### YOUR ASSIGNMENT
Continue the biography of Bernard Ziegler from the point where it stops.

+++ SELECTED PASSAGE +++

French engineer (1933–2021)

Bernard Ziegler (12 March 1933 – 4 May 2021) was a French pilot and engineer, who served in Airbus as senior vice president for engineering, well known for his evangelical zeal for the application of the fly-by-wire system in the Airbuses. He was the son of Airbus founder Henri Ziegler.

==Biography==
Bernard Ziegler was born in Boulogne-sur-Seine, France. He was educated in the École Polytechnique (class of 1954), as an engineer and École de l'Air (1955), for his pilot training and military commission. Ziegler began his career as a fighter pilot in the French air force. He saw action in the Algerian War and was decorated twice. Principal medals and decorations received include the Officier de l’Ordre National du Mérite, Médaille de l'Aéronautique, Croix de la Valeur Militaire and Officier de la Légion d'honneur.

In August 1961 the Vallee Blanche Aerial Tramway was badly damaged when an aeroplane of the French Air Force piloted by Bernard Ziegler tore its hauling cable. Three cars crashed and six people were killed.

He continued his studies in École nationale supérieure de l'aéronautique et de l'espace (Supaéro) (1961) and was later posted to École du personnel navigant d'essais et de réception (EPNER), the French Air Force test pilot establishment in 1964. He was the chief test pilot for the Dassault Mirage G in 1968. At Airbus, his career spans from chief test pilot (1972), to senior vice president for flight and support and then, to senior vice president for engineering. As a test pilot, he flew the first flights of the Airbus A300, A310, A320 and the A340.

+++ DATA SECTION +++

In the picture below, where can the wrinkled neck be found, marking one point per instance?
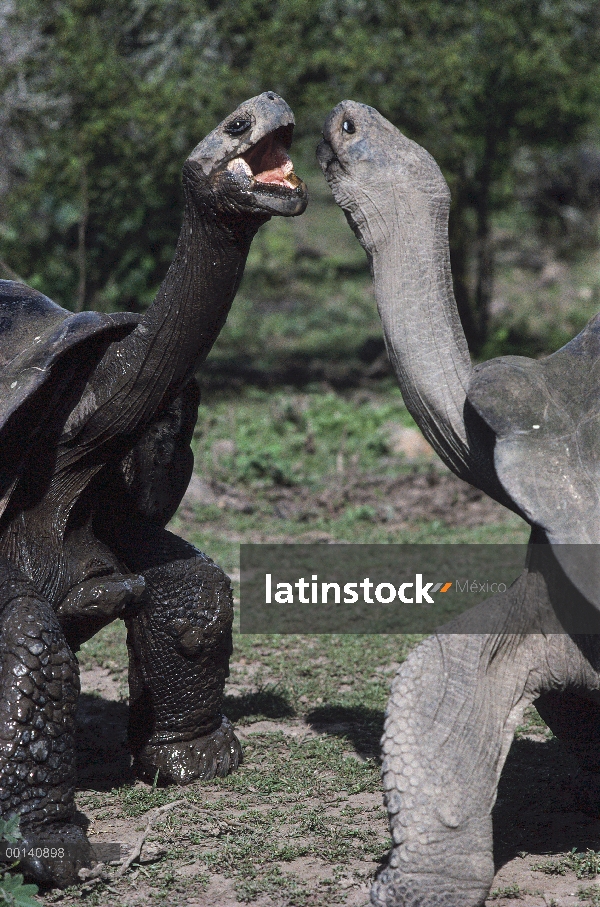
(145, 371)
(195, 297)
(423, 334)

+++

### EXERCISE RESULT
Bernard Ziegler was the most influential figure in developing the cockpit design and fly-by-wire control system for the Airbus airliners. He proposed that numerous technological innovations be applied to Airbus aircraft; for example, using composites, twin-engine configuration for the A300, fly-by-wire and many others. He was the guiding force in the creation of the flight envelope protection, incorporated in the Airbus flight-control software. This innovation allows the pilot to apply the maximum control forces considered necessary, while preventing inadvertent inputs that could place the aircraft outside the safety margin. This feature is considered by many to be highly beneficial in avoiding unusual attitudes in flight and in safely maximizing the effectiveness of evasive maneuvers in response to GPWS warnings.

For his efforts in advancing the fly-by-wire cause, he was honoured by the Flight Safety Foundation in 1998. He retired from Airbus after 25 years of service in 1997.

==Bibliography==

- Cowboys d'Airbus by Bernard Ziegler, Privat, 2008.